**EXERCISE MATERIAL**.

------------------------------------------------------------

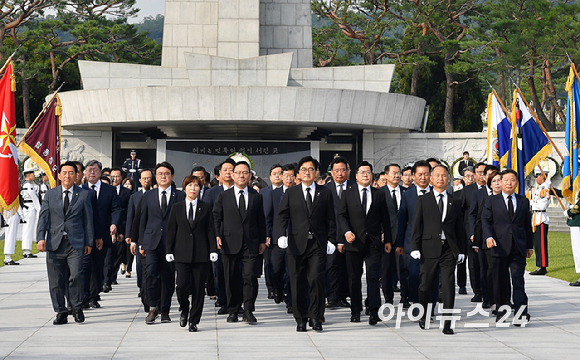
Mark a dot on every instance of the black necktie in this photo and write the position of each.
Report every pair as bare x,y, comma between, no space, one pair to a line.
190,215
242,204
163,202
66,201
308,200
364,202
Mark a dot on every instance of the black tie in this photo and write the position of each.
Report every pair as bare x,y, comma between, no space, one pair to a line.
308,200
66,201
190,215
242,204
163,202
364,202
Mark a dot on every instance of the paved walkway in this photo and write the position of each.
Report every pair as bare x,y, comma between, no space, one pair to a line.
118,329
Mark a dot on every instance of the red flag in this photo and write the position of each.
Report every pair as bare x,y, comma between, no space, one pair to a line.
8,151
42,140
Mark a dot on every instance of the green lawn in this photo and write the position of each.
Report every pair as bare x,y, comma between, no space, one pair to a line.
17,253
560,260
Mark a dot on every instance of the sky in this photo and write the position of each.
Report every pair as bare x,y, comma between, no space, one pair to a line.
148,7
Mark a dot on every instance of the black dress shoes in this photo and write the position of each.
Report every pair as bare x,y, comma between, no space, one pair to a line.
232,318
61,318
79,315
355,318
249,317
301,326
539,271
183,319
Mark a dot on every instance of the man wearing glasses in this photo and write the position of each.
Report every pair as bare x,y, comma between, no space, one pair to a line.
309,210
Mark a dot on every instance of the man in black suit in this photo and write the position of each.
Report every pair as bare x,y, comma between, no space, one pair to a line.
280,282
153,213
507,230
336,276
309,210
107,213
363,218
392,262
65,231
240,228
438,239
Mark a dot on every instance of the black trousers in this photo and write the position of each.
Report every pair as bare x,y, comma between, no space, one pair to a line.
445,264
191,281
241,280
371,256
307,270
541,245
64,267
160,279
515,265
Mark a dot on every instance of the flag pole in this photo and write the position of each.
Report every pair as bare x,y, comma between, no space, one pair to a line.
538,121
40,114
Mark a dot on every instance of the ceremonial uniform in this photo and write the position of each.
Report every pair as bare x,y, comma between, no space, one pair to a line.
539,200
30,209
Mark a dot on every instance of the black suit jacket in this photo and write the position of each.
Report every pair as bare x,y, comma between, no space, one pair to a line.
427,226
235,231
496,223
190,244
293,212
152,223
366,227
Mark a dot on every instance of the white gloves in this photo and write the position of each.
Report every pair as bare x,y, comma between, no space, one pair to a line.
416,254
282,242
330,248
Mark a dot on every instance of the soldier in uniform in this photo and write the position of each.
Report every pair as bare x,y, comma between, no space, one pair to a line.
539,197
30,204
132,166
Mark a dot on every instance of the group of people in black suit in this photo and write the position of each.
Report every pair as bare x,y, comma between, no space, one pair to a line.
222,237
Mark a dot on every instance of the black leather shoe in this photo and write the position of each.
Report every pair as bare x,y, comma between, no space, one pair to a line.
79,315
301,326
539,271
477,298
165,318
249,317
222,311
151,316
61,318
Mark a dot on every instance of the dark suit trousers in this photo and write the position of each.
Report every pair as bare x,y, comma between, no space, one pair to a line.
371,256
241,280
514,264
308,270
160,278
64,268
191,281
445,264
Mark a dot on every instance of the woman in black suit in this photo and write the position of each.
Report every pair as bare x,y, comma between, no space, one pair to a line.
190,243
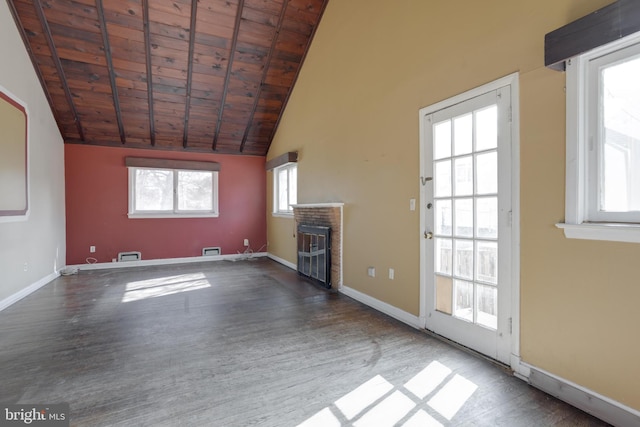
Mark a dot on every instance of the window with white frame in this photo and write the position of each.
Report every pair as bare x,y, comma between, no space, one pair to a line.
285,188
603,143
166,193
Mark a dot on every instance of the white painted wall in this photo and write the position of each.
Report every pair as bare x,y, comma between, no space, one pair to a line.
39,240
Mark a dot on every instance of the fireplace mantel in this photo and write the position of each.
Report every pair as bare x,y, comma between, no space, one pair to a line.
319,205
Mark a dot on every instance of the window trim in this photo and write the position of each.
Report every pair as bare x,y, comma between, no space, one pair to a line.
133,214
275,211
577,224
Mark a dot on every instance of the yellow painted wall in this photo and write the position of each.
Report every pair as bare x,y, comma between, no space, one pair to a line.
353,118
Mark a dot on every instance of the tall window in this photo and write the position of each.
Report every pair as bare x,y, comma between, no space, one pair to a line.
172,193
285,187
603,139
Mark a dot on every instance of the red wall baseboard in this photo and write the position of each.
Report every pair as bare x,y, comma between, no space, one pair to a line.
96,181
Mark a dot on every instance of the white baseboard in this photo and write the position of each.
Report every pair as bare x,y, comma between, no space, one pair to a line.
165,261
388,309
282,261
520,370
12,299
589,401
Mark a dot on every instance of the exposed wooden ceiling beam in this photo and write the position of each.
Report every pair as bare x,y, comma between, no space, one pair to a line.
234,42
147,44
112,73
304,55
265,71
56,61
192,41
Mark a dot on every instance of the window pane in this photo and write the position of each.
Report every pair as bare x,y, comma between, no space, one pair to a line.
487,128
444,256
620,165
464,217
487,304
463,297
463,259
463,134
195,191
293,186
442,140
487,170
443,179
154,190
444,294
487,217
463,168
487,256
443,217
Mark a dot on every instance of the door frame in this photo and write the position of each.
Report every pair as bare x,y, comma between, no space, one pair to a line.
511,80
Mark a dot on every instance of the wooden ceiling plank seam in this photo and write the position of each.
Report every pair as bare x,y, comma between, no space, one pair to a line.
265,70
147,42
192,42
234,41
56,60
34,62
110,69
295,78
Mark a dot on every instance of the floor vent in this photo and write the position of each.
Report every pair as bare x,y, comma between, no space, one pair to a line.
129,256
211,251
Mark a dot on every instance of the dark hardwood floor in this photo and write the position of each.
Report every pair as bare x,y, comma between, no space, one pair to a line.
245,343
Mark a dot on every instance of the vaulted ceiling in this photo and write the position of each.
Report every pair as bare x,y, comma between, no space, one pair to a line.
194,75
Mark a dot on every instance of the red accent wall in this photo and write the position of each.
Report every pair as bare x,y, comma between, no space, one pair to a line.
96,181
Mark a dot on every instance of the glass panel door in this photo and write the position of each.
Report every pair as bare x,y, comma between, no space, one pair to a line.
467,146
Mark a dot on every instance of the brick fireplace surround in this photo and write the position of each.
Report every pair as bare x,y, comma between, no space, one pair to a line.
327,215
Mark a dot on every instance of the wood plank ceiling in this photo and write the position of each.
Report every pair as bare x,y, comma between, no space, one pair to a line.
201,75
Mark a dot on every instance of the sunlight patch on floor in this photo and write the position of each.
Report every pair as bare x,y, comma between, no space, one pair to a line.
352,403
162,286
378,403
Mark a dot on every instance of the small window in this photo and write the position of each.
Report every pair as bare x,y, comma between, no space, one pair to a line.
603,142
285,188
164,193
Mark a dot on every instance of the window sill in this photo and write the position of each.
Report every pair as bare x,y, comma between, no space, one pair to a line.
169,215
602,231
282,215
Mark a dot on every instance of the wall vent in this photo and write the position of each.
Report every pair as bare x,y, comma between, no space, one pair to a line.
211,251
129,256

------------------------------------------------------------

**TASK DIRECTIONS**. Starting at the line that has "Mark a dot on every instance of the window sill" and continuing through the last of the entries, scale the answers by rewriting every line, requests included, with each x,y coordinate in the answers multiplied by 0.2. Round the results to whole numbers, with halves going up, and leave the requests and their sample formats unchanged.

**SOLUTION FOR THIS EXERCISE**.
Mark a dot on every instance of the window sill in this photo and write the position of each.
Report every pair as bare x,y, comma between, no space, one pair to a line.
34,43
120,46
56,43
Mark a dot on every instance of the wall vent in this photo and write the position of each.
Report every pair as bare x,y, comma between, no space, one pair to a line.
42,50
26,51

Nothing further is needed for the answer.